Если ты спросишь, что значит для меня Кафка, то нам нужно вернуться к вопросу, вокруг которого мы все время ходим. В целом Кафка был аполитичным писателем. Я люблю цитировать одну запись из его дневника от 2 августа 1914 года: «Германия объявила войну России. Плавал после обеда». Здесь историческое событие, перевернувшее мир, и личное событие оказываются на одном уровне. Я убежден, что Кафка писал только в силу глубокой потребности выговариваться о своих личных кризисах и тем самым разрешать неразрешимые проблемы своей личной жизни – перво-наперво проблемы, связанные с его взаимоотношениями с отцом и его неспособностью пересечь определенный рубеж в отношениях с женщинами. В эссе о Кафке я показываю, что, например, его аппарат смерти из рассказа «В исправительной колонии» – это удивительный, эмоциональный и пугающий образ брака или помолвки. Через несколько лет после написания этого рассказа он признался Милене Есенской, что думал об их совместной жизни:
Знаешь, когда я пытаюсь что‐то написать [об их помолвке], мечи, чьи острия окружают меня со всех сторон, начинают медленно приближаться к моему телу, и это самая настоящая пытка; когда они начинают меня царапать, это сразу же так ужасно, что я с первым же криком предаю тебя, себя, все.
Метафоры Кафки обладали такой силой, что далеко превзошли его первоначальные намерения. Я знаю, что и «Процесс», и «В исправительной колонии» трактовались как гениальные пророчества об ужасной судьбе, выпавшей на долю еврейского народа во время Второй мировой войны, разразившейся через пятнадцать лет после смерти Кафки. Но эти произведения лишь доказывают, что творческая личность, умеющая глубоко и правдиво передать в слове свои душевные переживания, проникает также и в надличностные и социальные сферы. Я опять отвечаю на вопрос о политическом содержании литературы. Литературе нет нужды заниматься поисками политической злобы дня, ни даже обращать внимание на политические системы, которые приходят и уходят; она может их игнорировать и все равно при этом отвечать на вопросы, которые система провоцирует у людей. Вот самый главный урок, который я усвоил, читая Кафку.

- **Цель задания**
Допишите продолжение текста о Кафке, начиная сразу после его последнего предложения. Записи, которые идут дальше, для работы не понадобятся.

- **Записи**
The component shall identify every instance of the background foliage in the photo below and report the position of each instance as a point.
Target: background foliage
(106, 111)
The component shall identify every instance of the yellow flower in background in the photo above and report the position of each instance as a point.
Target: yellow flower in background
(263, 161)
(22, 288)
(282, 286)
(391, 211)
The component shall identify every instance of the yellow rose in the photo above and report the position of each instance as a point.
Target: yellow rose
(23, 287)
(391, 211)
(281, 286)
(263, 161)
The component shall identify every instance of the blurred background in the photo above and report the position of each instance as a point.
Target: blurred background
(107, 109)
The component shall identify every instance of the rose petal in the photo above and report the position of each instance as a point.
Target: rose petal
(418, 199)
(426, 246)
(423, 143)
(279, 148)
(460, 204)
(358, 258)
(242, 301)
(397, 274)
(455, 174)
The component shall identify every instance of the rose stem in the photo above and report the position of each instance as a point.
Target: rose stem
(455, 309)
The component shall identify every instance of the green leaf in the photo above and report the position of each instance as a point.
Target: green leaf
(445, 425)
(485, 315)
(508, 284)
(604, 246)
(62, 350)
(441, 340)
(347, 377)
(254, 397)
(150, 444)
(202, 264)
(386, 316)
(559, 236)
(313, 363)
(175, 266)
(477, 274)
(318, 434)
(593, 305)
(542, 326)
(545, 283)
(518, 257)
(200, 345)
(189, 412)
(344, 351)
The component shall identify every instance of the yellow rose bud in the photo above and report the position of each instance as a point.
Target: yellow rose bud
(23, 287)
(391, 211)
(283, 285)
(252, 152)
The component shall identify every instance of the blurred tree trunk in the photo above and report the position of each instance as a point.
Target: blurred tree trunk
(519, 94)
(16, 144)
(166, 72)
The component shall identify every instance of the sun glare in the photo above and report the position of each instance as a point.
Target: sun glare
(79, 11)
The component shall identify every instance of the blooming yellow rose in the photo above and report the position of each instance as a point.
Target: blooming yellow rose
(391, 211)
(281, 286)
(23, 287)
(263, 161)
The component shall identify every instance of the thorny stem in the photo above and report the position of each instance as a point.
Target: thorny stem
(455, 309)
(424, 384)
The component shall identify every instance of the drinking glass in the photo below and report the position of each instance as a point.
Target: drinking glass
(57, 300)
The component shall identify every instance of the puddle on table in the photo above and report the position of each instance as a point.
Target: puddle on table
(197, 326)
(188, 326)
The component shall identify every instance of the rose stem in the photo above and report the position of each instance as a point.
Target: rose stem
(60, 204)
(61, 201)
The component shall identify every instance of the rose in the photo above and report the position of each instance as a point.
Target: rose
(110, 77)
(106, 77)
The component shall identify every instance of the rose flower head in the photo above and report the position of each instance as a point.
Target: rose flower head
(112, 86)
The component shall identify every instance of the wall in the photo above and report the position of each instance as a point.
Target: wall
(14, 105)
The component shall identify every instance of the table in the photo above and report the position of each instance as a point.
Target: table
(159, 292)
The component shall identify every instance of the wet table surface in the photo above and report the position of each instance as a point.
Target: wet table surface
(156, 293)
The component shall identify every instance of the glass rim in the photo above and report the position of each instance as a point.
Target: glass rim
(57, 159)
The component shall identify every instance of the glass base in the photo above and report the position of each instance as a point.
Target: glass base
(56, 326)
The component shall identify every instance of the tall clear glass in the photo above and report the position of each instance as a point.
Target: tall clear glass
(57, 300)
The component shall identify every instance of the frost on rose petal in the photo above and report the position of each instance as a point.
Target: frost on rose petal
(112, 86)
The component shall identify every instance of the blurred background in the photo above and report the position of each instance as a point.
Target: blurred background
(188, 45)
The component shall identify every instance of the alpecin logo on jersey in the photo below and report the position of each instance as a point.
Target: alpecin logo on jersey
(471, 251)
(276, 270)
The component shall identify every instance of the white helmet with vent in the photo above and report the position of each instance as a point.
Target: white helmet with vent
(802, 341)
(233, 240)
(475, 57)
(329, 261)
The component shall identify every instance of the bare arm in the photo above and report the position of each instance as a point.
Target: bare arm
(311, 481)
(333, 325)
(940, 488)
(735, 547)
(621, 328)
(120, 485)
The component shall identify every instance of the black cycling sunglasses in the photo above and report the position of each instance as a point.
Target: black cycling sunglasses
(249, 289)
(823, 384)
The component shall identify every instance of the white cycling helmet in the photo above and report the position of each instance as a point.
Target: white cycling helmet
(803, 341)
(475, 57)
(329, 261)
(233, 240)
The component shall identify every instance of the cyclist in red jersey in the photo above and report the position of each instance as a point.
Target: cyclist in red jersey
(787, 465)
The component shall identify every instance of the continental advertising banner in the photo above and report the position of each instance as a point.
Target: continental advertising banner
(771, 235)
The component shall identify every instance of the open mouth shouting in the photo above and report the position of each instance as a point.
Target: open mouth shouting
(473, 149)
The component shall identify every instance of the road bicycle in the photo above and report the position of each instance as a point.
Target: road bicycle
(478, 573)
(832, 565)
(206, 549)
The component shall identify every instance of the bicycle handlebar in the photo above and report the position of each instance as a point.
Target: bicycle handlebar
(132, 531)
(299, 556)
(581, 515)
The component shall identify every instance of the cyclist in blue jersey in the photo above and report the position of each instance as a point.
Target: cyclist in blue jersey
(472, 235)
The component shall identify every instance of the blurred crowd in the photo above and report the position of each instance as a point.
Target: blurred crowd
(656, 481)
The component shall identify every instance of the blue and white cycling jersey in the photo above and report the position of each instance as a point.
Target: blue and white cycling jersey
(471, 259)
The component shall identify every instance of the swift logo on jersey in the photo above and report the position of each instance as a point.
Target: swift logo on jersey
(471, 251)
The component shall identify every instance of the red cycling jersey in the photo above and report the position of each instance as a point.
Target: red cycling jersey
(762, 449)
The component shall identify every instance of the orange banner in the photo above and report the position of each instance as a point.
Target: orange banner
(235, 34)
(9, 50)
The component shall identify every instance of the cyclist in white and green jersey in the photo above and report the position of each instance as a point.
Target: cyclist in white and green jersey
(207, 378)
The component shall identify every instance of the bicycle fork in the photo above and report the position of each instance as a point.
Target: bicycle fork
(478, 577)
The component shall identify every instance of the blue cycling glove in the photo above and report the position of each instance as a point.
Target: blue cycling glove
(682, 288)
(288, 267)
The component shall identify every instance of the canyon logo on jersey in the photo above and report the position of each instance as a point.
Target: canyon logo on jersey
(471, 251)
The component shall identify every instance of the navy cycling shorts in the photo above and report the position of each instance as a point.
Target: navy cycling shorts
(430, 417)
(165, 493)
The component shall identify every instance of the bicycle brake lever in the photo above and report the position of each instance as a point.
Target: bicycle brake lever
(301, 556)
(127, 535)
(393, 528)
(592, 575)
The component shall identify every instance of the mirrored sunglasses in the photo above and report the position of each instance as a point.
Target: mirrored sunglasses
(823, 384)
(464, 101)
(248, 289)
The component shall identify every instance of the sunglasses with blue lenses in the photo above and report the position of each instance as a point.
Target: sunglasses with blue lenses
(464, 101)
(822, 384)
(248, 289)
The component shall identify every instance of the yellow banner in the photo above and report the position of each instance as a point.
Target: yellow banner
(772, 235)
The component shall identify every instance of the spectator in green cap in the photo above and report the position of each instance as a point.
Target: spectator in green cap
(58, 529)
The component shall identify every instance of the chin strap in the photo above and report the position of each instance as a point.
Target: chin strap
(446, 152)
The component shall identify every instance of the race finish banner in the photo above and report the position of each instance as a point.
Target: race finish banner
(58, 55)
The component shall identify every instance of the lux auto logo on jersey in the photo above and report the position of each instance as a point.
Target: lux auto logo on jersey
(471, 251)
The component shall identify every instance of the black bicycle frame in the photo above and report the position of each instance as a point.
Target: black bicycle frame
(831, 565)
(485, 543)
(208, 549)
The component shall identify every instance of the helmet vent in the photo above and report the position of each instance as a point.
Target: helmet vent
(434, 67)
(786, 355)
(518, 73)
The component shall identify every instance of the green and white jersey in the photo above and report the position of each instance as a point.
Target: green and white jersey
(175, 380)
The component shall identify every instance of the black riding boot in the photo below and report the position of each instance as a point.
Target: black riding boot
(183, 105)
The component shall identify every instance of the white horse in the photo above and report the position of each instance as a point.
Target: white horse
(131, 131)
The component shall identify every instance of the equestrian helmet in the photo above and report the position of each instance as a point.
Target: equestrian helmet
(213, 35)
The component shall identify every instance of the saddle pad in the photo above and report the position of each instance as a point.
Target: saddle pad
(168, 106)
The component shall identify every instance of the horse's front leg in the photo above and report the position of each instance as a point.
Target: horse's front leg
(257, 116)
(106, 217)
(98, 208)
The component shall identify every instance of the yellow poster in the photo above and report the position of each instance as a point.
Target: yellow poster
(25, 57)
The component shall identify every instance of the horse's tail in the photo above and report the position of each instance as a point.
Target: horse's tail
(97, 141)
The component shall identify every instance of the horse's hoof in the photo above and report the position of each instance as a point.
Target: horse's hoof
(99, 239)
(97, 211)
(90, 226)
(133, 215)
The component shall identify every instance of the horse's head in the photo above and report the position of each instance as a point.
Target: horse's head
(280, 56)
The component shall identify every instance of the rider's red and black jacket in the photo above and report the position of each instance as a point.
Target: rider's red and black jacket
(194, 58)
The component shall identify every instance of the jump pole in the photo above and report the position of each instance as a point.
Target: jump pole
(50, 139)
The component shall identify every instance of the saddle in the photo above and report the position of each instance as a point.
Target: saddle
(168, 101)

- **Результат задания**
Рот: Иван, ты родился евреем и, из‐за того что ты был евреем, часть детства провел в концентрационном лагере. Как ты думаешь, этот твой жизненный опыт отразился в твоем творчестве – или при коммунистах повлиял на твою судьбу как писателя – каким‐либо образом, так, чтобы об этом стоило поговорить? Немыслимо себе представить Центральную Европу предвоенного десятилетия без евреев с их всепроникающим культурным влиянием – точнее говоря, Европу без еврейских читателей и еврейских писателей, без еврейских журналистов, драматургов, издателей, критиков. И теперь, когда в литературную жизнь в этой части европейского континента вроде бы снова возвращается интеллектуальная атмосфера, напоминающая предвоенные годы, мне интересно: отсутствие евреев – возможно, впервые за всю историю – окажет ли какое‐то влияние на общественную жизнь? Сохранились ли в чешской литературе хоть какие‐то остатки довоенной еврейской культуры, или еврейская ментальность и эмоциональность, которые некогда сильно ощущались в Праге, покинули чешскую литературу навсегда?
Клима: Всякий, кто в детстве прошел через концентрационный лагерь, – кто был полностью зависим от тех, в чьей власти было в любой момент войти в барак, избить или убить тебя и всех вокруг, вероятно, идет по жизни хоть немного, но иначе, чем люди, кого судьба уберегла от такого образования. Мою жизнь можно сломать как прутик – вот какой урок в детстве я получал каждый день. А как это отразилось в моем творчестве? В одержимости проблемой справедливости, чувствами людей, которые были осуждены и изгнаны, переживаниями одиноких и беспомощных. Темы, порожденные этой моей одержимостью, спасибо судьбе моей страны, и потом не утратили актуальности. Как это повлияло на мою жизнь? Среди друзей я всегда слыл оптимистом. Всякий, кому удалось выжить после многочисленных встреч со смертью, может всю жизнь страдать либо от паранойи, либо от уверенности, не подкрепленной никакими разумными доводами, что можно выжить после всех испытаний и что все закончится хорошо.
Что же касается влияния еврейской культуры на нашу современную культуру – оглядываясь назад, мы склонны идеализировать прошлую культурную ситуацию почти так же, как мы идеализируем свое детство. Вспоминая свою родную Прагу, скажем, начала нынешнего века, я удивляюсь изумительному сплаву культур и обычаев, обилию великих людей, живших в моем городе. Кафка, Рильке, Гашек, Верфель, Эйнштейн, Дворжак, Макс Брод… Но конечно, прошлое Праги, которую я упоминаю сейчас лишь как символ Центральной Европы, не сводится только к блистательному сонму великих талантов, только к взлету культуры: это также было время ненависти, яростных, пустячных и зачастую кровавых стычек.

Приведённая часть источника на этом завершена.